__What is required__:
All lines in the records below that hold "lips" are to be shown.

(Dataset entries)
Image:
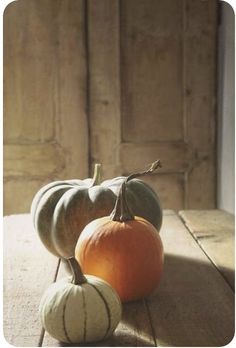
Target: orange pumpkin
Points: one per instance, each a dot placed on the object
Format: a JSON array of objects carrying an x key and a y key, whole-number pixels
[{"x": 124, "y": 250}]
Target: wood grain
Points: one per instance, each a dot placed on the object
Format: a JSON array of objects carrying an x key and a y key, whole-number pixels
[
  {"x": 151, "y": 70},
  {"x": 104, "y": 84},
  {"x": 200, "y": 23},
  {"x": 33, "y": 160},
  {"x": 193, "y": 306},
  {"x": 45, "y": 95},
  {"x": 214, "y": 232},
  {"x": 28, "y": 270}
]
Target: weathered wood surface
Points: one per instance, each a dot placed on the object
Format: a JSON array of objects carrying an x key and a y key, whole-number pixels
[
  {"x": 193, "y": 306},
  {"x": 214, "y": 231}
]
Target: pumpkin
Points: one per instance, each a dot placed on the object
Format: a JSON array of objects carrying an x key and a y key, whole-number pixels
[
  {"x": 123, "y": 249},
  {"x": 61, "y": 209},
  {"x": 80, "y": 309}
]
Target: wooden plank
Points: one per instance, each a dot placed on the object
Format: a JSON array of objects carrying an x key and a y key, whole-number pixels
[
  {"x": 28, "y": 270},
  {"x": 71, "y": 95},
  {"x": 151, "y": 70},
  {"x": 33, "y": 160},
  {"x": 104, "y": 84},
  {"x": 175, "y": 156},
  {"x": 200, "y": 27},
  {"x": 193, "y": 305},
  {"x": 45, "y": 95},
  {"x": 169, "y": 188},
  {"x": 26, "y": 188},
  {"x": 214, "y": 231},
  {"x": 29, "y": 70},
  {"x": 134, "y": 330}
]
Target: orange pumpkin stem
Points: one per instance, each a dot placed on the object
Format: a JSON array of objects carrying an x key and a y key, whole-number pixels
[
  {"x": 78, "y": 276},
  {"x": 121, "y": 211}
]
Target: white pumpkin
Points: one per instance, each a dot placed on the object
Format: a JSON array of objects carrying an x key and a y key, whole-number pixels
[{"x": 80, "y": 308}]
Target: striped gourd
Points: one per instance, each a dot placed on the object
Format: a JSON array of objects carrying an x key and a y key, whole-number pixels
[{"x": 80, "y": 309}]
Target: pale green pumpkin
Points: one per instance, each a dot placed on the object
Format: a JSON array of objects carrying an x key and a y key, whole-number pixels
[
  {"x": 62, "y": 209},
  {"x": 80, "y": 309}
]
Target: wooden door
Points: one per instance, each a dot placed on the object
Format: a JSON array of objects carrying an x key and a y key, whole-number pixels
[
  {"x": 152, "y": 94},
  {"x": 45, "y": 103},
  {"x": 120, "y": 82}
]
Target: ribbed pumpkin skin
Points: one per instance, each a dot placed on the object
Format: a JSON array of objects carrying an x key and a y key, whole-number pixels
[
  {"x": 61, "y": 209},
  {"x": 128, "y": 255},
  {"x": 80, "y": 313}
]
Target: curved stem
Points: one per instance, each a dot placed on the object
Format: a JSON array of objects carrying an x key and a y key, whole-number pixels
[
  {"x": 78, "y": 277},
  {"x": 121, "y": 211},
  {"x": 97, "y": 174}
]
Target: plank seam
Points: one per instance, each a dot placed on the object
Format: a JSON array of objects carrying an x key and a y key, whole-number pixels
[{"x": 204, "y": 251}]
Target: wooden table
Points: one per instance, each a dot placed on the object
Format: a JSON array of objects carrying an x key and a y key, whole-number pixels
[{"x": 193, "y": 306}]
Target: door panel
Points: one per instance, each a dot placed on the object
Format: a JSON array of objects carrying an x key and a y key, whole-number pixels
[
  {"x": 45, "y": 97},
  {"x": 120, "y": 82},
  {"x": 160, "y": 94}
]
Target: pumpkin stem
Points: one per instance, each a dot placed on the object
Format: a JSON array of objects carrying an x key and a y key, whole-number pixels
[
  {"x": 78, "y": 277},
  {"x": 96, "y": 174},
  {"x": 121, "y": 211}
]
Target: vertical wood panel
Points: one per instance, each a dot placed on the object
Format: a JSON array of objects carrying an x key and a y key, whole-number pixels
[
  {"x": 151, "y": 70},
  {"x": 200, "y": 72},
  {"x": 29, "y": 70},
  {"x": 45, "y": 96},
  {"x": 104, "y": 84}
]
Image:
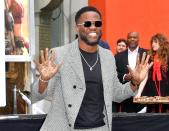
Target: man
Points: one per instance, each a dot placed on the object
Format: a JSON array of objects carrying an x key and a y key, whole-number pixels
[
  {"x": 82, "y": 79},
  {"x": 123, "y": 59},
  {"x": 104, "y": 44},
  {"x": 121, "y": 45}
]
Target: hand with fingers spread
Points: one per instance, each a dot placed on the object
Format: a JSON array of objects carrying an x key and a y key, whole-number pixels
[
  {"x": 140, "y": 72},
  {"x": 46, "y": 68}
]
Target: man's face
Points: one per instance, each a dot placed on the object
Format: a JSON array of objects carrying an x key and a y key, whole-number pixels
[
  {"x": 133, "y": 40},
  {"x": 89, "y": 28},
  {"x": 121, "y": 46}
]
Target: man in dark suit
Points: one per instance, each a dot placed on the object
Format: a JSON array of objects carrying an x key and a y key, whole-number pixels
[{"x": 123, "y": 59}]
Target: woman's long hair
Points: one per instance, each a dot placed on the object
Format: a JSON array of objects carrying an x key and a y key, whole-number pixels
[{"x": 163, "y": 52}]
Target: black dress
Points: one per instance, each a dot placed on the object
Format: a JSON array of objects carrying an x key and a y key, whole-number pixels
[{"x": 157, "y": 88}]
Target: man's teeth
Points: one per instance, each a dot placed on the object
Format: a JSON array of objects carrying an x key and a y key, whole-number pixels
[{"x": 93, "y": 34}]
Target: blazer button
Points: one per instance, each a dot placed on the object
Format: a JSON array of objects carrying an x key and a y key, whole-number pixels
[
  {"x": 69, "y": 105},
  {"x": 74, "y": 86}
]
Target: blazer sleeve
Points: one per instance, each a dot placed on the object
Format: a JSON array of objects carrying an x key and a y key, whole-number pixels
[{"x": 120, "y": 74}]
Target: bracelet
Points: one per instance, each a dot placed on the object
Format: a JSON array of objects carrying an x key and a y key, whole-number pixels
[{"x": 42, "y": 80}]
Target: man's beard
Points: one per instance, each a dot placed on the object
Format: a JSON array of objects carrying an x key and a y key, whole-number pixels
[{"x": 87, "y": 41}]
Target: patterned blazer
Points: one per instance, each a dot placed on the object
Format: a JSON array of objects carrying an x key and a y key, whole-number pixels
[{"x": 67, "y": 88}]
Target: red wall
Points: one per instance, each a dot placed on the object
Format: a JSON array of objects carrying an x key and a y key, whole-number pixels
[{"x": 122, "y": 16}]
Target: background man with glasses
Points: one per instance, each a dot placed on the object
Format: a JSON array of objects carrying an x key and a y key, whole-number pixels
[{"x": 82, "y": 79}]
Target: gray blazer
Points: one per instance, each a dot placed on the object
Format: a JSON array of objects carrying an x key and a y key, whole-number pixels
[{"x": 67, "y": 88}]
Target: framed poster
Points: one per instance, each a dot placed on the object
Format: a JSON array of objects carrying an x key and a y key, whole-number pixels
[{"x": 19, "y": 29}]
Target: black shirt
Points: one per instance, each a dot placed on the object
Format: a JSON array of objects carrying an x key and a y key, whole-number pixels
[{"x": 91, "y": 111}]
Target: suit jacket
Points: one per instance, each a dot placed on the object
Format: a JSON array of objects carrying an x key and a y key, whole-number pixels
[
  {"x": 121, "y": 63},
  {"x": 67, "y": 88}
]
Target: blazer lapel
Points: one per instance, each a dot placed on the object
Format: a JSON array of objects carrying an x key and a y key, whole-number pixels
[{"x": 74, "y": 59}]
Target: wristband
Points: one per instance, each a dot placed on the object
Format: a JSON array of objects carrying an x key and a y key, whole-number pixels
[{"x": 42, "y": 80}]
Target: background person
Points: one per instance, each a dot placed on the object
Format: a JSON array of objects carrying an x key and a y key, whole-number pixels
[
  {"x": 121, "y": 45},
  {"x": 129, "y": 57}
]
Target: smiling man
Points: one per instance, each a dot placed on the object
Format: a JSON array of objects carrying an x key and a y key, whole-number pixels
==
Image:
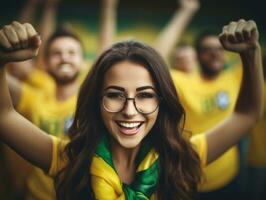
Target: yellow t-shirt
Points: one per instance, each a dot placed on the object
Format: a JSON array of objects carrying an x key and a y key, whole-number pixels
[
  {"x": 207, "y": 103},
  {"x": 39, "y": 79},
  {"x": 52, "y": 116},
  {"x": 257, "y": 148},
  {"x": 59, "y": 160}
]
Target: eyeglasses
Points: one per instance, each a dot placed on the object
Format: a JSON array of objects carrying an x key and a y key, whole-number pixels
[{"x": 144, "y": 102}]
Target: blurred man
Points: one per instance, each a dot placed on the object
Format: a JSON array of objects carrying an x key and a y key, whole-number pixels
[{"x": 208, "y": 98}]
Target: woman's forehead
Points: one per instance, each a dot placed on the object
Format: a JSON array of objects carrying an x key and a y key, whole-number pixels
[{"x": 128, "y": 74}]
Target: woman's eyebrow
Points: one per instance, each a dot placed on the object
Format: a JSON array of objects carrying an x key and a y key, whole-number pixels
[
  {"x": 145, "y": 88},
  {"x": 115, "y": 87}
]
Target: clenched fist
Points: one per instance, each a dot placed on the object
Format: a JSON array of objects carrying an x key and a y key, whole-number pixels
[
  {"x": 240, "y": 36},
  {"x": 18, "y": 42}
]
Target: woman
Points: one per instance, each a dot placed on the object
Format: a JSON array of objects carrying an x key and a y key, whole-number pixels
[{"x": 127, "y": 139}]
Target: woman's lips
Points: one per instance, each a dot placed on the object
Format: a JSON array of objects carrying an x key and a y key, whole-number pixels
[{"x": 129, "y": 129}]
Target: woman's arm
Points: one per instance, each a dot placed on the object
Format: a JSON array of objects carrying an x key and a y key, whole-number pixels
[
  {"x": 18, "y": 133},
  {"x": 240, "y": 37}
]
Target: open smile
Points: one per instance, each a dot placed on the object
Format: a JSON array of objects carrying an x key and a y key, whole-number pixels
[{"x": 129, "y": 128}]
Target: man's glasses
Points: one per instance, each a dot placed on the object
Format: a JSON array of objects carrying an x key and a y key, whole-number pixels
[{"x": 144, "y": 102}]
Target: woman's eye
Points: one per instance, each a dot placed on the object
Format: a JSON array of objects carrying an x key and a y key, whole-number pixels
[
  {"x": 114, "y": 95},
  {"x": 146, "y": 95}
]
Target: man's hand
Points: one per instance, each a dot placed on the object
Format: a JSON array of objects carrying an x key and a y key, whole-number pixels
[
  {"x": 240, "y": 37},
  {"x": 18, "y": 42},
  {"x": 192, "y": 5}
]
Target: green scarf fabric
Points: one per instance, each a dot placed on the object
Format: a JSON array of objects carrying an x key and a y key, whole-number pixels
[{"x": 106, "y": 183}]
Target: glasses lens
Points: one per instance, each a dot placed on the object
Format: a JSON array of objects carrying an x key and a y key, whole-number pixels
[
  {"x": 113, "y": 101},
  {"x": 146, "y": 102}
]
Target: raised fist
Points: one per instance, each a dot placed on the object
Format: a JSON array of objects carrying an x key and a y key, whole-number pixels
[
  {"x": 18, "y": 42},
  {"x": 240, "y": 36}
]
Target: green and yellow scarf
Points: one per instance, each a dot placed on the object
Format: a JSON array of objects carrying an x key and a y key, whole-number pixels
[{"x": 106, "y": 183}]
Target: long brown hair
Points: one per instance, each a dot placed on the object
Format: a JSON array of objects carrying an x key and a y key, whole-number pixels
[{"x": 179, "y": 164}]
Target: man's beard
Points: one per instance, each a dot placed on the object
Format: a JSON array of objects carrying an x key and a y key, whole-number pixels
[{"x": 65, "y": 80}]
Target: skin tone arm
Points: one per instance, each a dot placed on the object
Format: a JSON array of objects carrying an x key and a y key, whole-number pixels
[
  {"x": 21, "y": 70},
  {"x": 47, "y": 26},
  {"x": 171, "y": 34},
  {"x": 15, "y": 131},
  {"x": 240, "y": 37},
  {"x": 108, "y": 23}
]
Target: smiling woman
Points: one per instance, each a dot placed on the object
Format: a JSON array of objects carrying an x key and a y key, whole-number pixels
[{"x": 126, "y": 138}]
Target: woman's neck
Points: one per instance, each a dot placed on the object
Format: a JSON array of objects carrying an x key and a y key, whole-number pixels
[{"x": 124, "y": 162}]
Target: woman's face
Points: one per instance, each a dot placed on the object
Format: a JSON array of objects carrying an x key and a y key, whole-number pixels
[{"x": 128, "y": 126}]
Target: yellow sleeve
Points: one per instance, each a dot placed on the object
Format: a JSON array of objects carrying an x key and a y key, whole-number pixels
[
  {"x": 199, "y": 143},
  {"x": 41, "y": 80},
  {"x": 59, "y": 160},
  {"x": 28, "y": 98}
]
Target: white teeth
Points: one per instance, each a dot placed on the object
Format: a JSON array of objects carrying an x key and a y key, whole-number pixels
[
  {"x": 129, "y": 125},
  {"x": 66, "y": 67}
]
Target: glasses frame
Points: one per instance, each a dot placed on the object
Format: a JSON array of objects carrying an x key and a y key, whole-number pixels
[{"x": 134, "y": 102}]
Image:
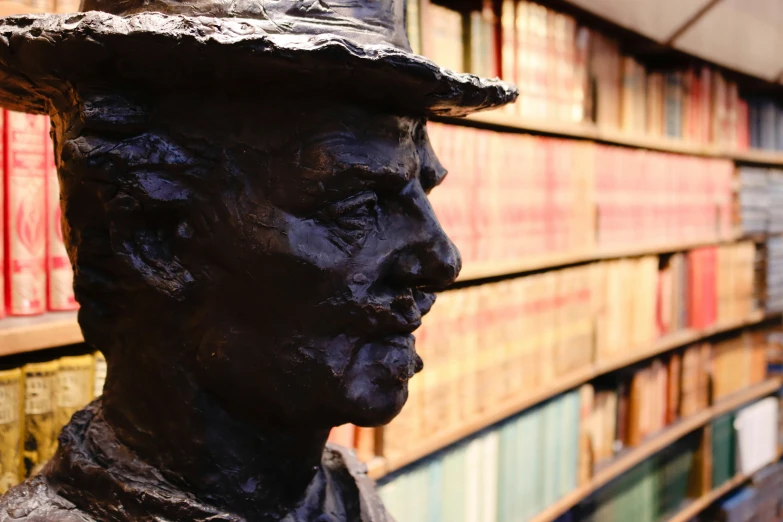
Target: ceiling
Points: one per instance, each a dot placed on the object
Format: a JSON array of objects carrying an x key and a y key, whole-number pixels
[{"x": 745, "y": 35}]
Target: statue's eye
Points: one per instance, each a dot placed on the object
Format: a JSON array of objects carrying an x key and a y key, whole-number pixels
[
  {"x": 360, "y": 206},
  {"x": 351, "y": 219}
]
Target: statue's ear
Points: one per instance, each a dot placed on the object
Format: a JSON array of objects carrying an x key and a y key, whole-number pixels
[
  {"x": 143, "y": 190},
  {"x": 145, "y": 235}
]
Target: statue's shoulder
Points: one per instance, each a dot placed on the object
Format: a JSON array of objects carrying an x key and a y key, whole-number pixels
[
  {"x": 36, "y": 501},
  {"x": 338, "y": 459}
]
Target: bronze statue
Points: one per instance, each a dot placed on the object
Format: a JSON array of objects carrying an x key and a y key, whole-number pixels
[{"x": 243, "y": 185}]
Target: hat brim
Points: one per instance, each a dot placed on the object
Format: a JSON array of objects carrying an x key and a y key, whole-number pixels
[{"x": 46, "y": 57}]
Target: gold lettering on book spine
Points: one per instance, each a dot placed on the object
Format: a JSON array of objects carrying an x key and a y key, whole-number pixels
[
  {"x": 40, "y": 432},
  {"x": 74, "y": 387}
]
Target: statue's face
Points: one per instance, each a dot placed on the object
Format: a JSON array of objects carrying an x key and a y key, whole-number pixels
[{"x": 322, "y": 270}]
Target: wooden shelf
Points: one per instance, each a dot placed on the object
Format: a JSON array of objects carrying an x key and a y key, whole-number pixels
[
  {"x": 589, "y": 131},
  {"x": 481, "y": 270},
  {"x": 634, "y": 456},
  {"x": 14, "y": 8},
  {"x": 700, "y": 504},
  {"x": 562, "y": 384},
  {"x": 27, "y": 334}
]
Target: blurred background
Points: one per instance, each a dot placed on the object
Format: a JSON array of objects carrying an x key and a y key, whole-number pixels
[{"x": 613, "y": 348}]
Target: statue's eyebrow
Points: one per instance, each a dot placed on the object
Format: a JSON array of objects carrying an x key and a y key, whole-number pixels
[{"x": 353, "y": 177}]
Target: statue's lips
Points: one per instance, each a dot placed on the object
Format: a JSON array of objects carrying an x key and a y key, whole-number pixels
--
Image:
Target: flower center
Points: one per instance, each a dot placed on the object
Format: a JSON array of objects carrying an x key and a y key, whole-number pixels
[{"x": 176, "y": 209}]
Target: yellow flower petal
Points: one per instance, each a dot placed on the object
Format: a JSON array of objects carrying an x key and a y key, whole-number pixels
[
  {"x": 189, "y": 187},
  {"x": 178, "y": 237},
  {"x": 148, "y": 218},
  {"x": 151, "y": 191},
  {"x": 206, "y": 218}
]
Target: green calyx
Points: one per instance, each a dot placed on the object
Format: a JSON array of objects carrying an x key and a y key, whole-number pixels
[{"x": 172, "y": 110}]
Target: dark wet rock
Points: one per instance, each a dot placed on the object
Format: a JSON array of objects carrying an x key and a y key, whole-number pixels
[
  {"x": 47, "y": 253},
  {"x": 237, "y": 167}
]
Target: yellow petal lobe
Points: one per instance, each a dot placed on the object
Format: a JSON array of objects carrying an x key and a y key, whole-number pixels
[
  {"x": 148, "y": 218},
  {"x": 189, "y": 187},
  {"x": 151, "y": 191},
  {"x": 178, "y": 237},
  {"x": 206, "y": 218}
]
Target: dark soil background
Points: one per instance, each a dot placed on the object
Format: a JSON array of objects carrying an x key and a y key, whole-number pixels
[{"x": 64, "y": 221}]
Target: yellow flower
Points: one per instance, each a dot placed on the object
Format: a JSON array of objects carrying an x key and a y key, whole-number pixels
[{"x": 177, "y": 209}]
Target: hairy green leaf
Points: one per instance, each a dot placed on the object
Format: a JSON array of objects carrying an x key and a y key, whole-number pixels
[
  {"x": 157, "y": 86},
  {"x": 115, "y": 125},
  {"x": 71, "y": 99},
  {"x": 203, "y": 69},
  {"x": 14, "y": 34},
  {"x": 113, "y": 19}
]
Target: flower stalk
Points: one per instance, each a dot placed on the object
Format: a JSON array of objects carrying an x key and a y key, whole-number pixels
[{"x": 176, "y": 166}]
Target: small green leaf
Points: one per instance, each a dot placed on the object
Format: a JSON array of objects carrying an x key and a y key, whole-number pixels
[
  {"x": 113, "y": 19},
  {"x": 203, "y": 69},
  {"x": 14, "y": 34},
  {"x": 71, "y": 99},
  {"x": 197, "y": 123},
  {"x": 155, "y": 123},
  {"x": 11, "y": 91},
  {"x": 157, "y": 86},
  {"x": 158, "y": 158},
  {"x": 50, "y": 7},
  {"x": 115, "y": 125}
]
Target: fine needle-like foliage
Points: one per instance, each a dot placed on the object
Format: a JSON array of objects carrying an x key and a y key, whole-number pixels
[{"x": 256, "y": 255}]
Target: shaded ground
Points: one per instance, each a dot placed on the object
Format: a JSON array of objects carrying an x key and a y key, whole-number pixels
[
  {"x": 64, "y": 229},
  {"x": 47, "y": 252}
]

__Reply__:
Target: woman's lips
Target: statue's lips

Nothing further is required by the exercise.